══ Entries shown ══
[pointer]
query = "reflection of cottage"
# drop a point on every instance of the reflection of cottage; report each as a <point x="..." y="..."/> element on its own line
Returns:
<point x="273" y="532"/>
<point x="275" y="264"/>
═══
### Problem statement
Please copy the listing above line for line, without changing anything.

### Final result
[pointer]
query = "reflection of cottage"
# drop a point on every instance of the reflection of cottage; report each as a <point x="..." y="..."/> element on its own line
Returns:
<point x="273" y="532"/>
<point x="275" y="264"/>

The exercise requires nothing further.